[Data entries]
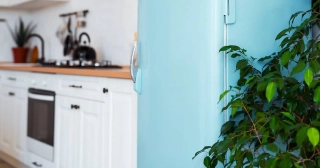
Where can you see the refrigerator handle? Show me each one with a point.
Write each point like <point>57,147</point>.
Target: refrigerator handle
<point>132,62</point>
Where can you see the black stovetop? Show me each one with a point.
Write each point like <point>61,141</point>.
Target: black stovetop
<point>79,64</point>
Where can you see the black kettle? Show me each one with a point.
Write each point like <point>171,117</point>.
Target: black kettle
<point>84,52</point>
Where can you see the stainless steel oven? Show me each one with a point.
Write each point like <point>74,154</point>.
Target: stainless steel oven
<point>41,123</point>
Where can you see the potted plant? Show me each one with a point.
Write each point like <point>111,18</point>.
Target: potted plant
<point>20,35</point>
<point>274,111</point>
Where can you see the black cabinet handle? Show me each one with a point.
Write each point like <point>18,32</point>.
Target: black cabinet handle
<point>36,164</point>
<point>10,78</point>
<point>74,86</point>
<point>73,106</point>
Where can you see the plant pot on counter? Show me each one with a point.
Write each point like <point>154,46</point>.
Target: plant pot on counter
<point>20,54</point>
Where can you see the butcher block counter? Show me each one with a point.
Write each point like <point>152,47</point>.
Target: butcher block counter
<point>123,73</point>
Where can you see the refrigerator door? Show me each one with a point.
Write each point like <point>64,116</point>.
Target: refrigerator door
<point>254,25</point>
<point>181,77</point>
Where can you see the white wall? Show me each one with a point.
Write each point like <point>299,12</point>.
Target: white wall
<point>6,41</point>
<point>110,23</point>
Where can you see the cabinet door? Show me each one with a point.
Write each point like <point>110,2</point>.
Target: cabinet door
<point>20,125</point>
<point>67,131</point>
<point>122,124</point>
<point>8,110</point>
<point>3,2</point>
<point>14,122</point>
<point>79,133</point>
<point>91,135</point>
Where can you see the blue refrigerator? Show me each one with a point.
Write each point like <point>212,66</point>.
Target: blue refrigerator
<point>179,73</point>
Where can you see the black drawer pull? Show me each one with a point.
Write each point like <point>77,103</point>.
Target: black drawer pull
<point>13,79</point>
<point>36,164</point>
<point>73,106</point>
<point>74,86</point>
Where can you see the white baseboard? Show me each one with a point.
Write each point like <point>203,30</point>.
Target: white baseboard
<point>12,161</point>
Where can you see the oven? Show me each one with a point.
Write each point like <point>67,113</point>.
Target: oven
<point>40,130</point>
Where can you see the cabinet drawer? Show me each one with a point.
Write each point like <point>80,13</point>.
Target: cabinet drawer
<point>69,103</point>
<point>16,79</point>
<point>42,81</point>
<point>81,87</point>
<point>13,92</point>
<point>38,162</point>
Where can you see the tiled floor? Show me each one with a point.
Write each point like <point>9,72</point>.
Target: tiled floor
<point>4,164</point>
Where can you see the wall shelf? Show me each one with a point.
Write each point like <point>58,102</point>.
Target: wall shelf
<point>29,4</point>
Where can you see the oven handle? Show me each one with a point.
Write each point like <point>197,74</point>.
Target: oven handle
<point>41,97</point>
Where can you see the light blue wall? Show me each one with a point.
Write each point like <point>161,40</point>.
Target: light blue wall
<point>182,72</point>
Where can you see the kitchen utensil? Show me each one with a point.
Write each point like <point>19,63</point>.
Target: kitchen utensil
<point>68,43</point>
<point>34,54</point>
<point>62,32</point>
<point>84,52</point>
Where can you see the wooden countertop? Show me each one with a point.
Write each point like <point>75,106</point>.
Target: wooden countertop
<point>99,72</point>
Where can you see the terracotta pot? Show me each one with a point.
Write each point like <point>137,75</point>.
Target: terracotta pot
<point>20,54</point>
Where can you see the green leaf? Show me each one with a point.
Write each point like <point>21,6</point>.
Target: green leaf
<point>283,33</point>
<point>223,94</point>
<point>249,156</point>
<point>262,86</point>
<point>280,83</point>
<point>308,77</point>
<point>249,79</point>
<point>287,114</point>
<point>265,137</point>
<point>301,135</point>
<point>207,161</point>
<point>227,126</point>
<point>241,64</point>
<point>298,68</point>
<point>285,162</point>
<point>315,66</point>
<point>234,111</point>
<point>271,90</point>
<point>313,136</point>
<point>274,124</point>
<point>273,163</point>
<point>285,58</point>
<point>316,96</point>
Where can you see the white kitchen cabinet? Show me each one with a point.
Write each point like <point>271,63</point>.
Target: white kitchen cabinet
<point>121,107</point>
<point>4,2</point>
<point>29,4</point>
<point>13,117</point>
<point>79,133</point>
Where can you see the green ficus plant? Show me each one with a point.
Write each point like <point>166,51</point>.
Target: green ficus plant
<point>275,110</point>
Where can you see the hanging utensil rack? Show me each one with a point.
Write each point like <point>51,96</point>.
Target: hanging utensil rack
<point>81,13</point>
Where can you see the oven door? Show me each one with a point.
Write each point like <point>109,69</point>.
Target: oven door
<point>41,122</point>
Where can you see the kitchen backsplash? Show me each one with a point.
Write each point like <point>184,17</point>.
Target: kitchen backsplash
<point>110,23</point>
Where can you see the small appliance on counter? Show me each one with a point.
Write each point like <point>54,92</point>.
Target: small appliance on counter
<point>79,64</point>
<point>84,58</point>
<point>84,52</point>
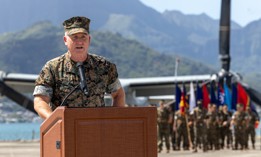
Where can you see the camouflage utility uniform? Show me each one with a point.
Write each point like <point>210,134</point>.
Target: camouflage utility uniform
<point>163,127</point>
<point>239,119</point>
<point>200,128</point>
<point>182,130</point>
<point>60,75</point>
<point>250,131</point>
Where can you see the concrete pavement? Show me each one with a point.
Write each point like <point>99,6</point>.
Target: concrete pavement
<point>32,149</point>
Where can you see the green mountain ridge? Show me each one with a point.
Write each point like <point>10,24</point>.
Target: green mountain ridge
<point>28,50</point>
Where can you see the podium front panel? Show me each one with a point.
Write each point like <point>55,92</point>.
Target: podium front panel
<point>101,132</point>
<point>52,140</point>
<point>111,137</point>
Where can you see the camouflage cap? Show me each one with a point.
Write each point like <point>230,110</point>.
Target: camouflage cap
<point>239,105</point>
<point>78,24</point>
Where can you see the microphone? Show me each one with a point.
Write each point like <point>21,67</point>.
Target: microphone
<point>83,84</point>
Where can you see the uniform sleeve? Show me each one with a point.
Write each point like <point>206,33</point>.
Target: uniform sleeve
<point>44,82</point>
<point>113,80</point>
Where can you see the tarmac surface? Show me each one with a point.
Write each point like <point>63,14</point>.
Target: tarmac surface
<point>32,149</point>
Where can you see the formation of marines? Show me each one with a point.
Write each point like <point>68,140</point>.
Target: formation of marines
<point>213,128</point>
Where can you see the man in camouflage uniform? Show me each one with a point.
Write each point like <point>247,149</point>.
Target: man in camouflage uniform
<point>252,120</point>
<point>181,128</point>
<point>226,133</point>
<point>200,127</point>
<point>239,120</point>
<point>60,75</point>
<point>212,125</point>
<point>164,119</point>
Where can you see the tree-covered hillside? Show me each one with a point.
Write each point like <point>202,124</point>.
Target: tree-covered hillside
<point>28,50</point>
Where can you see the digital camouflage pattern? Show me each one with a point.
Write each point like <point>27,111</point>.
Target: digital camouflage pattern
<point>60,75</point>
<point>76,25</point>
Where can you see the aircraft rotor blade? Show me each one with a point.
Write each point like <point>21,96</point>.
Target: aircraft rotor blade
<point>224,35</point>
<point>17,97</point>
<point>254,95</point>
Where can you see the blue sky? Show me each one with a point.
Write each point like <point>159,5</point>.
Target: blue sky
<point>242,11</point>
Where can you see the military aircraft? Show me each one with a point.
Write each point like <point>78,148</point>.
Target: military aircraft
<point>13,85</point>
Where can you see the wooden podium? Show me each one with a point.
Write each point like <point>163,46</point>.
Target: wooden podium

### [Directions]
The entries above are to be repeated exactly, except for any pictures.

### [Solution]
Where can you see the refrigerator handle? Show me each one with a point.
Write each point like <point>57,147</point>.
Target: refrigerator handle
<point>132,62</point>
Where can you see the black stovetop? Show me each one with a point.
Write each point like <point>61,141</point>.
Target: black stovetop
<point>79,64</point>
Where can you see the black kettle? Show me each one with a point.
Write each point like <point>171,117</point>.
Target: black kettle
<point>84,52</point>
Where can you see the stainless steel oven? Show me each one with a point.
Write each point like <point>74,154</point>.
Target: stainless steel oven
<point>41,123</point>
Where can you see the potted plant? Show me each one with a point.
Write each point like <point>111,18</point>.
Target: potted plant
<point>20,35</point>
<point>274,111</point>
Where can you see the black cabinet handle? Show me each one with a point.
Write each point like <point>18,32</point>.
Target: black cabinet handle
<point>36,164</point>
<point>10,78</point>
<point>74,86</point>
<point>73,106</point>
Where can you see the plant pot on counter? Show me each one with a point.
Write each point like <point>154,46</point>.
Target: plant pot on counter
<point>20,54</point>
Where can you see the butcher block counter? Show me each one with a point.
Write each point like <point>152,47</point>.
Target: butcher block counter
<point>123,73</point>
Where can you see the refrigerator door? Show me each one with a point.
Write each point like <point>64,116</point>.
Target: refrigerator door
<point>254,25</point>
<point>181,77</point>
Where can you see the white wall? Show me each one with a point.
Write each point like <point>299,12</point>.
Target: white wall
<point>6,41</point>
<point>110,23</point>
Where can you see the cabinet door? Show me each one with a point.
Write each point like <point>110,2</point>.
Target: cabinet door
<point>20,125</point>
<point>67,131</point>
<point>122,124</point>
<point>8,110</point>
<point>3,2</point>
<point>14,122</point>
<point>79,133</point>
<point>91,135</point>
Where can you see the blue refrigerator? Show me each one with a point.
Write each point like <point>212,66</point>.
Target: blue refrigerator
<point>179,73</point>
Where can you see the black drawer pull? Show me each one with a point.
Write each point like <point>77,103</point>.
Target: black drawer pull
<point>13,79</point>
<point>36,164</point>
<point>73,106</point>
<point>74,86</point>
Where can you see the white baseboard? Show me each one with a point.
Write each point like <point>203,30</point>.
Target: white baseboard
<point>12,161</point>
Where can you see the oven? Show me each one with a point.
Write each point like <point>67,113</point>.
Target: oven
<point>40,130</point>
Where can you see the cabinet drawer? Show me each one with a point.
Write each point like <point>80,13</point>.
Target: cabinet drawer
<point>69,103</point>
<point>16,79</point>
<point>42,81</point>
<point>81,87</point>
<point>13,92</point>
<point>38,162</point>
Where can you see the tiled floor? Show me each one with a point.
Write each point like <point>9,72</point>.
Target: tiled floor
<point>4,164</point>
Where can you see the wall shelf? Show me each one with a point.
Write each point like <point>58,102</point>.
Target: wall shelf
<point>29,4</point>
Where can you see the oven handle? Show me each one with a point.
Write each point like <point>197,74</point>.
Target: oven handle
<point>41,97</point>
Where can you see the light blue wall? Show me each one with a point.
Write each point like <point>161,40</point>.
Target: light blue wall
<point>182,72</point>
Where can you see the kitchen utensil? Show me each one with a point.
Write each point like <point>19,63</point>.
Target: kitchen utensil
<point>68,43</point>
<point>34,54</point>
<point>62,32</point>
<point>84,52</point>
Where can you see the wooden countertop? Show me each one with a point.
Write each point like <point>75,106</point>.
Target: wooden countertop
<point>99,72</point>
Where can you see the terracotta pot? Show me each one with a point.
Write each point like <point>137,75</point>.
Target: terracotta pot
<point>20,54</point>
Where can you see the green leaf? Show me each one with a point.
Write each point like <point>21,6</point>.
Target: green leaf
<point>283,33</point>
<point>223,94</point>
<point>249,156</point>
<point>262,86</point>
<point>280,83</point>
<point>308,77</point>
<point>249,79</point>
<point>287,114</point>
<point>265,137</point>
<point>301,135</point>
<point>207,161</point>
<point>227,126</point>
<point>241,64</point>
<point>298,68</point>
<point>285,162</point>
<point>315,66</point>
<point>234,111</point>
<point>271,90</point>
<point>313,136</point>
<point>274,124</point>
<point>273,163</point>
<point>285,58</point>
<point>316,96</point>
Where can you see the white kitchen cabinet? Show me each one with a point.
Write each point like <point>271,63</point>.
Target: white kitchen cabinet
<point>121,107</point>
<point>4,2</point>
<point>29,4</point>
<point>13,117</point>
<point>79,133</point>
Where can you see the green ficus plant? Show me each one with a point.
Write each point like <point>166,51</point>.
Target: green ficus plant
<point>275,110</point>
Where can you see the hanging utensil rack? Show me each one with a point.
Write each point like <point>51,96</point>.
Target: hanging utensil rack
<point>81,13</point>
Where can you see the oven door? Show me each one with a point.
Write each point like <point>109,69</point>.
Target: oven door
<point>41,122</point>
Where can you see the kitchen backsplash? Show me each one with a point.
Write each point like <point>184,17</point>.
Target: kitchen backsplash
<point>110,23</point>
Where can you see the small appliance on counter? Show me each one with a point.
Write each point like <point>54,92</point>.
Target: small appliance on counter
<point>79,64</point>
<point>84,58</point>
<point>84,52</point>
Where can you see the camouflage utility uniform? Show me each one with a point.
Write each point like <point>210,134</point>.
Target: camouflage utility uniform
<point>163,127</point>
<point>239,119</point>
<point>200,128</point>
<point>182,130</point>
<point>60,75</point>
<point>250,131</point>
Where can you see the concrete pavement? Show me each one with a point.
Write each point like <point>99,6</point>.
Target: concrete pavement
<point>32,149</point>
Where can you see the green mountain ridge? Show me each one with a point.
Write each point like <point>10,24</point>.
Target: green mountain ridge
<point>28,50</point>
Where can you see the podium front panel? Show me each one with a point.
Write each point like <point>55,92</point>.
Target: podium front panel
<point>101,132</point>
<point>52,140</point>
<point>111,137</point>
Where can you see the camouflage cap? Show me each one with a point.
Write each point like <point>230,110</point>.
Target: camouflage cap
<point>239,105</point>
<point>78,24</point>
Where can you see the microphone? Show me each one with a point.
Write each point like <point>21,67</point>.
Target: microphone
<point>83,84</point>
Where can you see the uniform sleeve? Show me each one with a point.
Write each point like <point>206,33</point>.
Target: uniform sleeve
<point>44,82</point>
<point>113,80</point>
Where can you see the tarmac surface? Show me each one with a point.
Write each point like <point>63,14</point>.
Target: tarmac surface
<point>32,149</point>
Where can you see the formation of marines? Show me each one with a point.
Write each point like <point>68,140</point>.
Target: formation of marines
<point>213,128</point>
Where can you see the man in camouflage uniform? Show me each one with a point.
Write each point like <point>247,149</point>.
Target: man in camouflage uniform
<point>252,120</point>
<point>181,128</point>
<point>226,133</point>
<point>200,127</point>
<point>239,120</point>
<point>60,75</point>
<point>212,125</point>
<point>164,119</point>
Where can you see the tree-covered hillside? Show me each one with a point.
Write each point like <point>202,124</point>.
Target: tree-covered hillside
<point>28,50</point>
Where can you see the digital camouflage pattern? Show me each one with a point.
Write each point like <point>27,111</point>.
Target: digital camouflage pattern
<point>60,75</point>
<point>76,25</point>
Where can you see the aircraft rotor blade? Show me each one with a point.
Write each point like <point>21,96</point>.
Target: aircraft rotor blade
<point>224,35</point>
<point>17,97</point>
<point>254,95</point>
Where can you see the blue sky? Show me each one with a point.
Write each point like <point>159,5</point>.
Target: blue sky
<point>242,11</point>
Where can you see the military aircraft? Show me each one with a point.
Write each point like <point>78,148</point>.
Target: military aircraft
<point>13,85</point>
Where can you see the wooden podium? Show me each one with a point.
Write each point like <point>163,46</point>.
Target: wooden podium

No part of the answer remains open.